* **EXERCISE GOAL**
Repeat exactly, and only, the lines from the one holding "One marker serves each instance of the purple" through the last line of the records below.

* **Object location annotation data**
──────────────────────────────

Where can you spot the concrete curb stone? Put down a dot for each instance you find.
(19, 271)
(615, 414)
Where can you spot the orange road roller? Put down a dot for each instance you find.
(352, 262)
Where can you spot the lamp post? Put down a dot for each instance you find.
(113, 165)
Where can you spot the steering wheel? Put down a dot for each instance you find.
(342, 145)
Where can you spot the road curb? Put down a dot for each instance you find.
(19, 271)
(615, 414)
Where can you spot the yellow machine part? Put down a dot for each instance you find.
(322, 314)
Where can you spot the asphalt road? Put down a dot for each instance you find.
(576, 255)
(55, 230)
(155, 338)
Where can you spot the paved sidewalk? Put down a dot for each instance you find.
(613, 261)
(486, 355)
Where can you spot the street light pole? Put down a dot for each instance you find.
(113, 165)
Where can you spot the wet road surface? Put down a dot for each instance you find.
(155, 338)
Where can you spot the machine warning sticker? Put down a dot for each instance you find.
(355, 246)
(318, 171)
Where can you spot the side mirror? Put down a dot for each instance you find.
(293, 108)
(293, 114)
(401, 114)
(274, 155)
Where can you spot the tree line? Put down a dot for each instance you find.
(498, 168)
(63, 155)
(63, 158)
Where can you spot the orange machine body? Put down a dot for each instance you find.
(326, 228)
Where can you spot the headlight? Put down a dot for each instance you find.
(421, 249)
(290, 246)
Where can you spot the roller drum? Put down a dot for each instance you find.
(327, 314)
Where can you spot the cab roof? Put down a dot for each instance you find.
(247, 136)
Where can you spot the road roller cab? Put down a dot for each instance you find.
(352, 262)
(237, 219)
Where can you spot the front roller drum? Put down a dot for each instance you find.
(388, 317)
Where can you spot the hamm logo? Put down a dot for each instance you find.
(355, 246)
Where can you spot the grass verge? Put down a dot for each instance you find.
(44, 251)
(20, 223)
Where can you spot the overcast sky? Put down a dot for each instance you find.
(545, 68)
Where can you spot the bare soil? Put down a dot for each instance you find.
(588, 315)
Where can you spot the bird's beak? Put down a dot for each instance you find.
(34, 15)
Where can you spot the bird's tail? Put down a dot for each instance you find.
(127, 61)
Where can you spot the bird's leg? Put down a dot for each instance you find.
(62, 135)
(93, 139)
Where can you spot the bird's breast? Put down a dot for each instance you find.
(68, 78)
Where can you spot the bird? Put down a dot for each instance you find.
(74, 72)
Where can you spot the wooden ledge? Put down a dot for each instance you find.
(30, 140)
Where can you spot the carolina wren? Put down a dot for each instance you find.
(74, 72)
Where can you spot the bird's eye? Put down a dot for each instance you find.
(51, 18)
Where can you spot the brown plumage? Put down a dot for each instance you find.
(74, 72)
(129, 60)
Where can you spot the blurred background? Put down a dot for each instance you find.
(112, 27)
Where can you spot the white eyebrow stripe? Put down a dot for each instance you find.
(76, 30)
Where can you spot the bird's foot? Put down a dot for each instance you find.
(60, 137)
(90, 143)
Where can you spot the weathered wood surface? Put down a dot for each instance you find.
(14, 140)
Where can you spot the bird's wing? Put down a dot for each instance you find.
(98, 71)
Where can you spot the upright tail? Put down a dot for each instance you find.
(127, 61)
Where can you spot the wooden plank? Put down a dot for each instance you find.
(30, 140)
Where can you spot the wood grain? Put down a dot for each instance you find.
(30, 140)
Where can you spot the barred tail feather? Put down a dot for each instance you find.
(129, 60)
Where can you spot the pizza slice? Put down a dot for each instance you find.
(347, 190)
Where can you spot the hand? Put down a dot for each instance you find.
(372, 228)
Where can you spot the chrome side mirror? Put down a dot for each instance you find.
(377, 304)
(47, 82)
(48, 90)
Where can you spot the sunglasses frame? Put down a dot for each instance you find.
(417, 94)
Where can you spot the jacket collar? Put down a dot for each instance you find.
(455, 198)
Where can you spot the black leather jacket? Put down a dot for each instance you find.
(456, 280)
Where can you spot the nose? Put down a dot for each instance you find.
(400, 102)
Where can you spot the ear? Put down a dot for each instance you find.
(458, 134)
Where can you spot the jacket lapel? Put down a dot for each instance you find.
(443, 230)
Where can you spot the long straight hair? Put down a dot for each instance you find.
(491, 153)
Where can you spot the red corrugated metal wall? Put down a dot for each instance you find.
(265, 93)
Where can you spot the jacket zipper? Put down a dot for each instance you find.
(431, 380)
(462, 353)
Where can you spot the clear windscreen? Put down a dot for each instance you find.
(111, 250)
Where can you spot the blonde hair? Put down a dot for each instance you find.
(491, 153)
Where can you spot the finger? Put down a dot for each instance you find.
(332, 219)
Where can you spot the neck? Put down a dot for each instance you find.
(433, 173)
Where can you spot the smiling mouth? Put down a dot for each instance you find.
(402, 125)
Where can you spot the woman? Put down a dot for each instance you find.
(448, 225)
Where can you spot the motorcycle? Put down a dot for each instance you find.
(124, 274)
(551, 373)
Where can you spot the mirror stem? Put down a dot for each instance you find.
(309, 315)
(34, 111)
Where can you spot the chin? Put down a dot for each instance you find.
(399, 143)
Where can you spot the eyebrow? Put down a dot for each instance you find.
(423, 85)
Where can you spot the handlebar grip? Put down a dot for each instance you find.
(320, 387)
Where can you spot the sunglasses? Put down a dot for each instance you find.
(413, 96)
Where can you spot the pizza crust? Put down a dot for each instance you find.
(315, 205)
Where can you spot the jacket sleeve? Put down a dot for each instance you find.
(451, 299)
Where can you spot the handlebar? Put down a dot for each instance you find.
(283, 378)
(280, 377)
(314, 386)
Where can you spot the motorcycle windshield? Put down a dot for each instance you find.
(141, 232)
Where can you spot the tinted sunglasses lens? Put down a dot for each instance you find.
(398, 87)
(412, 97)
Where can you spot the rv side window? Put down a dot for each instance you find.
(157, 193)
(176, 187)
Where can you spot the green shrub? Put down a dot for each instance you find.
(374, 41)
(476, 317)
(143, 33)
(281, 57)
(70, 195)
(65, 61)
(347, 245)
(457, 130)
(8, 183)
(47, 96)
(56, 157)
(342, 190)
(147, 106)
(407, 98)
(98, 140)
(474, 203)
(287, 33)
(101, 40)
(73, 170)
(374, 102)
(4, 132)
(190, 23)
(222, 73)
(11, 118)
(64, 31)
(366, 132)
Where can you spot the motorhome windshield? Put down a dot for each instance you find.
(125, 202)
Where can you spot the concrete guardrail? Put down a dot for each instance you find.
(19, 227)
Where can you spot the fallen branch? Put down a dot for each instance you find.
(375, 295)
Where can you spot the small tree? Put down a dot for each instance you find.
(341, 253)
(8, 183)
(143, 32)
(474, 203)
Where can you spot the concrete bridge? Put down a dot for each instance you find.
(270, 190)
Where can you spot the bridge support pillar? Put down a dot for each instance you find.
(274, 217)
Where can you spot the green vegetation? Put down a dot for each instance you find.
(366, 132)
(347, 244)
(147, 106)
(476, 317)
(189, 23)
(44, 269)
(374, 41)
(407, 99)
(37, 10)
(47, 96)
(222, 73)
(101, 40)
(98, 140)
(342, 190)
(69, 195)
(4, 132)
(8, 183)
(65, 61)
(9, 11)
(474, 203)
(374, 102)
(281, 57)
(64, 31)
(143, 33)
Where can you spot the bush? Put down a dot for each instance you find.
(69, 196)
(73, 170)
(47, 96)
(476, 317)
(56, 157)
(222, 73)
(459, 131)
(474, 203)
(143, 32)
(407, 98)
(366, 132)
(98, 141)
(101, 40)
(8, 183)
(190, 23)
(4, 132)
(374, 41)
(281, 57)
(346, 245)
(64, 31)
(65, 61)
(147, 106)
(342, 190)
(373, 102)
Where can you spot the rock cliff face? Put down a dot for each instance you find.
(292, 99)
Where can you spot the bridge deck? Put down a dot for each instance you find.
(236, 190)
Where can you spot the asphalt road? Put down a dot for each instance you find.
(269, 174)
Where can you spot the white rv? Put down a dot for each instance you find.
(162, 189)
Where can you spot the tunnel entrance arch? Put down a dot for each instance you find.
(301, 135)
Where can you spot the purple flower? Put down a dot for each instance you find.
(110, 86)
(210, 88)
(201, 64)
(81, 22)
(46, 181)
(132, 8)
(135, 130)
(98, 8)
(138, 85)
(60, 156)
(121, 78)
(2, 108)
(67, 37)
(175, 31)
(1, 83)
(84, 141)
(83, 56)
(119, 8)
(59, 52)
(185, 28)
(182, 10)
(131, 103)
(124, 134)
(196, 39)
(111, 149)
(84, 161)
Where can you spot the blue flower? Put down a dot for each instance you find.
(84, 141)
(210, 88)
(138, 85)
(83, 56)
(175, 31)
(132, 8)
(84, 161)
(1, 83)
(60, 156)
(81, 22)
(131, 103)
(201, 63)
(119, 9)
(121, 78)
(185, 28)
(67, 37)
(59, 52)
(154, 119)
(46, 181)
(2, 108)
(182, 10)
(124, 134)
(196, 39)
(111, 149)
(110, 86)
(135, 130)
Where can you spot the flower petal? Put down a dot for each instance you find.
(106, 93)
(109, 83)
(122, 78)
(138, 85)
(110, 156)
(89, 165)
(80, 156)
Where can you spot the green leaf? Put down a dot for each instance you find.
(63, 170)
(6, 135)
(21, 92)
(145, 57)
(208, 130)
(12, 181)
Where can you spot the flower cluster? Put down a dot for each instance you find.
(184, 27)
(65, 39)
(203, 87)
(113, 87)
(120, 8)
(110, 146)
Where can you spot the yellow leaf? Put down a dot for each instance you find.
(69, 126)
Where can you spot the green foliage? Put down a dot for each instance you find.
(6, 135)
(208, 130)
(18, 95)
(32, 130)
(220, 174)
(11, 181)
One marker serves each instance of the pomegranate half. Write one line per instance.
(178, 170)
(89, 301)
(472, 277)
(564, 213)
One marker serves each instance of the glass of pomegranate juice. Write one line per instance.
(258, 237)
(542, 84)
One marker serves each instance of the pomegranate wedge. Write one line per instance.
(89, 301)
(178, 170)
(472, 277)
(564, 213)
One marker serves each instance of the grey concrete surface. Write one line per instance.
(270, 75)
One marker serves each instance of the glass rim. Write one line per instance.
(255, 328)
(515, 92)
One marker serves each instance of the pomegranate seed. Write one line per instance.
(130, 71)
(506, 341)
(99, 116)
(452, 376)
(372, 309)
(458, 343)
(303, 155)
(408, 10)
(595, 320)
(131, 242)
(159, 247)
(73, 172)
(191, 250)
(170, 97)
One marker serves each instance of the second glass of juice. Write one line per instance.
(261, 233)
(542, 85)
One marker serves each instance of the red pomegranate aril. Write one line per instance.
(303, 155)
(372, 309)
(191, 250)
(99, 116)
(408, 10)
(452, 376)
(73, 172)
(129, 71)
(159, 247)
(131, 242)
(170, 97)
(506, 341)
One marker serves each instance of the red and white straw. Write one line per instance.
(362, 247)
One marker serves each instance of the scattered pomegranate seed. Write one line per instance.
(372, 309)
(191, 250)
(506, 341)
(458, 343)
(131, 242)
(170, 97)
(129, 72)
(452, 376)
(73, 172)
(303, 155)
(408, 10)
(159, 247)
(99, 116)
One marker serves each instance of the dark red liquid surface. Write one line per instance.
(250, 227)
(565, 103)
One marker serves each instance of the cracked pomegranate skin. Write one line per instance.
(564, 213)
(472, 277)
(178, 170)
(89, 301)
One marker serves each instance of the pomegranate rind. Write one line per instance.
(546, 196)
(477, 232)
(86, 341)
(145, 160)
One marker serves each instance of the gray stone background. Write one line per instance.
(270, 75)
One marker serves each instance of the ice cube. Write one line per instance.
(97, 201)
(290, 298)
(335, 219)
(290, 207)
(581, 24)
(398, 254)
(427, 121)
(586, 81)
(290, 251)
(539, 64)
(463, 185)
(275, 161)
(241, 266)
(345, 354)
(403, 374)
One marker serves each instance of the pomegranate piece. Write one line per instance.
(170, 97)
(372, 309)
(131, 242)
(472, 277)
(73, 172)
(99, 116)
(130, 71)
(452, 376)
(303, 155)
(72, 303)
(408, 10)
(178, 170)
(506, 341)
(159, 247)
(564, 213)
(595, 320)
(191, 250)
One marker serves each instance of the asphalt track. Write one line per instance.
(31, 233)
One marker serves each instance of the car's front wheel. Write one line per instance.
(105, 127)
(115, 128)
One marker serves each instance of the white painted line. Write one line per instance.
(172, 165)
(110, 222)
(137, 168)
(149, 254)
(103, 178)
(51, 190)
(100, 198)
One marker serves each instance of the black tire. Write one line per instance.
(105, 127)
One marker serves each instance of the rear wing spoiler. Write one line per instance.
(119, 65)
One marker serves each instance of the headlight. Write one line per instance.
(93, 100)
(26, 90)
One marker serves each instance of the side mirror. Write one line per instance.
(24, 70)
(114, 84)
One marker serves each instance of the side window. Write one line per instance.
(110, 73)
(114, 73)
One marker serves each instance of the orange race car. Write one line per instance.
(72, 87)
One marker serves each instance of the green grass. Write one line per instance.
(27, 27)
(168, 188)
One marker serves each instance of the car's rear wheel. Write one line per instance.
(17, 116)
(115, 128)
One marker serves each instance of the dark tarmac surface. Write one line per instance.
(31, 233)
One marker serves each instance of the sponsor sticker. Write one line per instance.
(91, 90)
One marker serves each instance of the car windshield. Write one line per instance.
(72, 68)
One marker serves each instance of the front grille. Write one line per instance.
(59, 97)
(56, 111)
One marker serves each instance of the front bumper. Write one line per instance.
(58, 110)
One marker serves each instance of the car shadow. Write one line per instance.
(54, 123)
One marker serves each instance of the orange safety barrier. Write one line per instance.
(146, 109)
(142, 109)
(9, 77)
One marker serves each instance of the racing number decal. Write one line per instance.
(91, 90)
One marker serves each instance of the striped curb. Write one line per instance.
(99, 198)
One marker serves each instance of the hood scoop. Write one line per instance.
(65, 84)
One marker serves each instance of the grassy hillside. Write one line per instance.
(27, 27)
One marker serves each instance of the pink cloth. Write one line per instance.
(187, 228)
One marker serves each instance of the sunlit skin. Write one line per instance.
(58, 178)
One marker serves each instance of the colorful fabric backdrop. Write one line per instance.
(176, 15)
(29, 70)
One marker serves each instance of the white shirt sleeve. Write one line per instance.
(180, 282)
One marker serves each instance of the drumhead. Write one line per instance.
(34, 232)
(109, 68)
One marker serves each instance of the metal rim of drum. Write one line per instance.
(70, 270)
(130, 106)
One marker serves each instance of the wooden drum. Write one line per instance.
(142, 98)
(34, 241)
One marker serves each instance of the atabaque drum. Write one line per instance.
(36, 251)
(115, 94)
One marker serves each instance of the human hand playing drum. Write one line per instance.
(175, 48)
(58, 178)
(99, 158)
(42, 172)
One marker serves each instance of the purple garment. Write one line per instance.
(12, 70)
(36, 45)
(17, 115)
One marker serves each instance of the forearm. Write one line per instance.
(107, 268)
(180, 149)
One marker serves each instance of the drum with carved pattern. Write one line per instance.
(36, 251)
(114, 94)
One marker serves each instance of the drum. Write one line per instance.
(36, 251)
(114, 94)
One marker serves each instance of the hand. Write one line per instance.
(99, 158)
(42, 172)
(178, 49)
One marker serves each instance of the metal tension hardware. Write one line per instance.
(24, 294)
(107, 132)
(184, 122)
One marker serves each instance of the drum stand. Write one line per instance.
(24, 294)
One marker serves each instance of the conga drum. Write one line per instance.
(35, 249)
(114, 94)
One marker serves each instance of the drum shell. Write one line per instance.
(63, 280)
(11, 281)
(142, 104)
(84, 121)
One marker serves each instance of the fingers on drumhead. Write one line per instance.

──────────────────────────────

* **WRITTEN RESPONSE**
One marker serves each instance of the purple garment. Write one line per instance.
(12, 70)
(36, 45)
(17, 115)
One marker serves each instance of the forearm. Write one line per instance.
(107, 268)
(180, 149)
One marker serves each instance of the drum with carved pattern. Write one line per instance.
(36, 251)
(114, 94)
One marker serves each instance of the drum. Write one line per instance.
(36, 251)
(114, 94)
One marker serves each instance of the hand. Write one line per instance.
(99, 158)
(42, 172)
(178, 49)
One marker serves each instance of the metal tension hardware. Write one line per instance.
(24, 294)
(107, 132)
(184, 122)
One marker serves each instance of the drum stand. Write one line per instance.
(24, 294)
One marker serves each instance of the conga drum. Write one line per instance.
(35, 249)
(114, 94)
One marker serves each instance of the drum shell. Write one line per instance.
(63, 280)
(11, 281)
(142, 104)
(84, 121)
One marker serves each instance of the fingers on drumhead. Write one line per instance.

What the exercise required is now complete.